_Exercise directions_.
Reproduce each entry exactly, so that everything except the pictures is carried over.
Content starts
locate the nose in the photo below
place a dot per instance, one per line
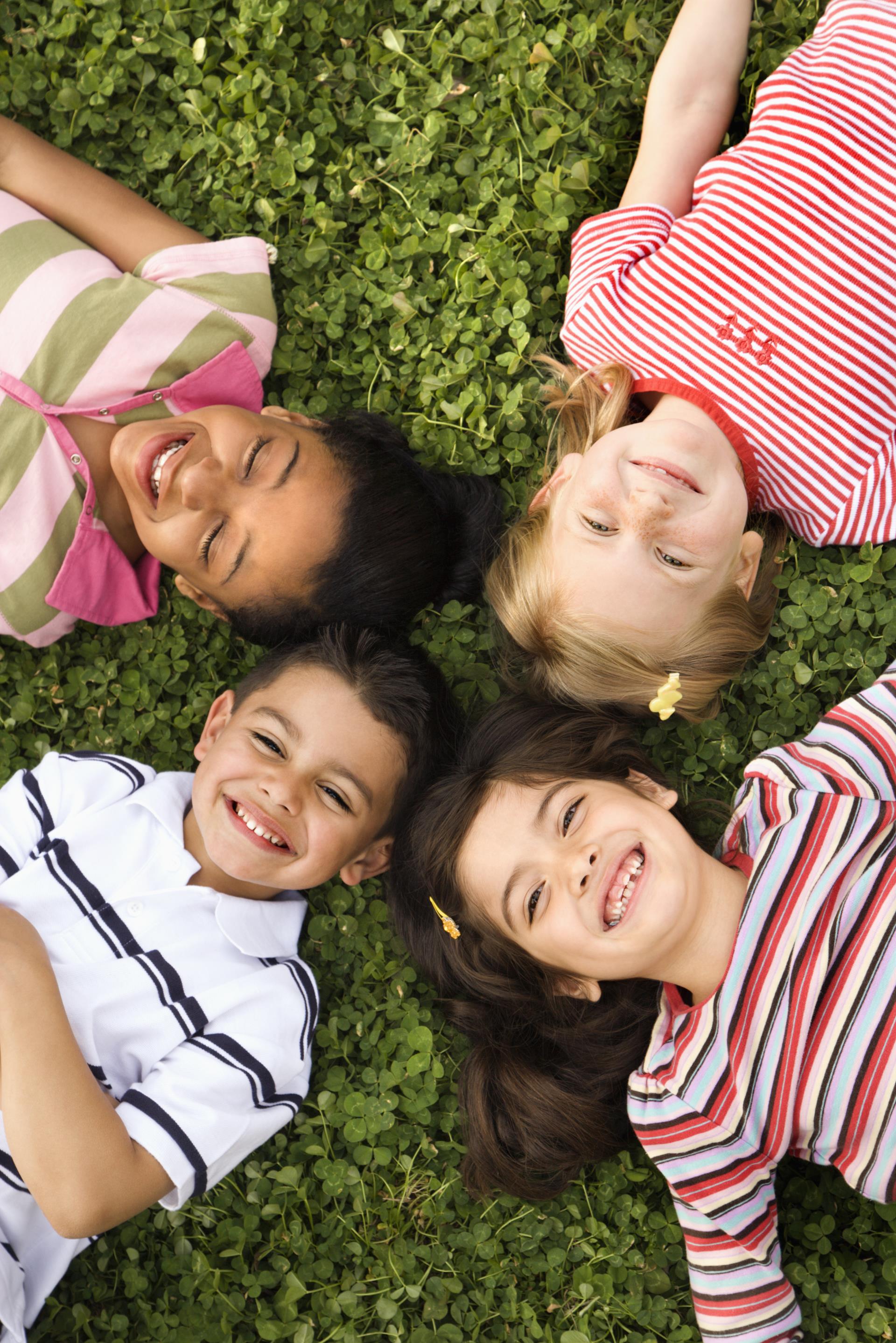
(583, 871)
(648, 504)
(202, 483)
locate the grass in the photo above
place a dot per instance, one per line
(421, 167)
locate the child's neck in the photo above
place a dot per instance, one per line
(706, 951)
(93, 441)
(210, 875)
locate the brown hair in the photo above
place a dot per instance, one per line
(560, 656)
(545, 1084)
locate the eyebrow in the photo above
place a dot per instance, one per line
(539, 821)
(332, 766)
(281, 480)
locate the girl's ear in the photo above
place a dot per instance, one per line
(196, 595)
(658, 793)
(293, 417)
(747, 563)
(588, 989)
(562, 472)
(369, 864)
(217, 720)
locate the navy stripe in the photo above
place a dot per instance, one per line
(154, 1111)
(117, 935)
(308, 989)
(261, 1083)
(120, 763)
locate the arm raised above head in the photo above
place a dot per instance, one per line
(691, 101)
(104, 214)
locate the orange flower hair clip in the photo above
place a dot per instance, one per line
(448, 923)
(667, 698)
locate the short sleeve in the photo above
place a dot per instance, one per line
(231, 277)
(608, 245)
(851, 751)
(218, 1096)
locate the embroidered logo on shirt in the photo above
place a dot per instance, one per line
(749, 340)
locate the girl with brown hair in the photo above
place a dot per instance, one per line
(620, 982)
(741, 307)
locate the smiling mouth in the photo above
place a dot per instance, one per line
(159, 461)
(259, 831)
(673, 475)
(623, 888)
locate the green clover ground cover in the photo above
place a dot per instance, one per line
(420, 164)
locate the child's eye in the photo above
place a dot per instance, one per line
(206, 546)
(268, 743)
(531, 906)
(257, 446)
(570, 813)
(337, 798)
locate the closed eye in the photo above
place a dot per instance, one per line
(672, 562)
(337, 798)
(206, 546)
(269, 744)
(256, 449)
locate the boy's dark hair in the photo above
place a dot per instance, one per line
(397, 684)
(409, 536)
(545, 1084)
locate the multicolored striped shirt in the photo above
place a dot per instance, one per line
(193, 327)
(771, 302)
(796, 1052)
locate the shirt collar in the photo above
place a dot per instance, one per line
(256, 927)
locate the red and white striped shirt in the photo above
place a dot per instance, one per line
(796, 1051)
(773, 302)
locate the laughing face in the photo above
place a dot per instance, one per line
(648, 525)
(293, 786)
(241, 505)
(592, 877)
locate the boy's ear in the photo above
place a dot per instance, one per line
(196, 595)
(293, 417)
(216, 723)
(747, 563)
(658, 793)
(369, 864)
(562, 472)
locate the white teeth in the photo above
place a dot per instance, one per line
(159, 461)
(256, 828)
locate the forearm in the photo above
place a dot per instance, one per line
(702, 61)
(84, 201)
(65, 1137)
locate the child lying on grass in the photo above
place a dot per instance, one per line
(131, 360)
(616, 978)
(746, 302)
(155, 1018)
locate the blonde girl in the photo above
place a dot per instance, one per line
(731, 327)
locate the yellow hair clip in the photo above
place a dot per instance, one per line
(448, 923)
(667, 698)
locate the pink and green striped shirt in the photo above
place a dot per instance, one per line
(194, 325)
(796, 1052)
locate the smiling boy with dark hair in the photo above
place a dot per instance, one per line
(155, 1017)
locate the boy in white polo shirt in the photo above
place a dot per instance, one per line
(155, 1017)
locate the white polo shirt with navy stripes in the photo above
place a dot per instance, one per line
(191, 1007)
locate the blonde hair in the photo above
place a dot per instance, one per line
Content ends
_Task solution_.
locate the nose in the photo below
place a dot per instance, one per line
(583, 871)
(648, 504)
(202, 483)
locate the grass in the photo above
place a dot per instance, one per line
(421, 167)
locate the child's neck in the photo above
place a dot per instance, one per line
(706, 951)
(93, 441)
(210, 875)
locate the brown hair in the photo above
place a dot per instance, one per line
(560, 656)
(545, 1084)
locate the eyebrow in the photo above
place a dot per instance, one per line
(539, 821)
(332, 766)
(281, 480)
locate the girl's ear in the photo above
place a dot per instance, one per line
(196, 595)
(658, 793)
(293, 417)
(747, 563)
(588, 989)
(562, 472)
(369, 864)
(217, 720)
locate the navy stripe in the photo above
place a dot per instance, one per line
(154, 1111)
(117, 935)
(308, 989)
(261, 1083)
(120, 763)
locate the arm raised above head in the photo above
place a dot per instance, one per line
(691, 101)
(104, 214)
locate the orange flower hair clip in the photo above
place a dot per instance, one per line
(448, 923)
(667, 698)
locate the short sleeve in the photo above
place a dot per instance, one per line
(231, 277)
(608, 245)
(851, 751)
(218, 1096)
locate the embroidered logo on shirt in the photo above
place a dot per instance, one per line
(749, 340)
locate the girl with brown hair in the photo above
place a dot per instance, one per line
(620, 982)
(741, 307)
locate the smiling mouth in the photo above
place a dot per instance, one per line
(159, 461)
(259, 831)
(673, 475)
(623, 888)
locate the green clover ground cover in the photo above
place a dot per instance, one per line
(420, 164)
locate the child's eye in the photo above
place a dot per instance, one per line
(206, 546)
(268, 743)
(531, 906)
(257, 446)
(570, 813)
(337, 798)
locate the closed eye in the photo above
place a dot per instance, one per line
(672, 562)
(337, 798)
(206, 546)
(269, 744)
(256, 449)
locate the boy's dark hair in the photo above
place a dot per instance, one per line
(397, 684)
(409, 536)
(545, 1084)
locate the multicolored striped shirt in the photo above
place a dot per instance, one per line
(193, 327)
(771, 302)
(796, 1052)
locate the shirt collar in the photo above
place a dot per instance, one per line
(256, 927)
locate the red and white striped shirt in the photo above
place a dot per instance, one per line
(796, 1051)
(773, 302)
locate the laughing face in the photo above
place a dot per instance, one per line
(648, 525)
(293, 786)
(241, 505)
(592, 877)
locate the boy's ear in the photo above
place a dot per instance, one per line
(196, 595)
(293, 417)
(216, 723)
(747, 563)
(658, 793)
(369, 864)
(562, 472)
locate the white teeth in the photo above
place a dot per instance, one per line
(159, 461)
(256, 828)
locate the forearm in the photo above
place a dot per instance, one per line
(702, 61)
(84, 201)
(65, 1137)
locate the child lying on grass in the photo above
place a dot per instance, one per line
(131, 360)
(616, 978)
(746, 302)
(155, 1018)
locate the blonde girl in the photo above
place a dot per instance, one per line
(731, 327)
locate the yellow hair clip in the photo above
place a dot per instance, one per line
(448, 923)
(667, 698)
locate the pink and green striped shirt in the photo above
place a dot per instance, one per line
(194, 325)
(796, 1052)
locate the smiling boy with dark hair in the photo above
place a dot per instance, one per line
(155, 1017)
locate the boy in white polo shirt in the photo above
place a dot per instance, one per line
(155, 1017)
locate the white polo shirt with navy stripes in the photo above
place a dot per instance, one per line
(191, 1007)
locate the blonde hair in the photo above
place a dot per instance, one per line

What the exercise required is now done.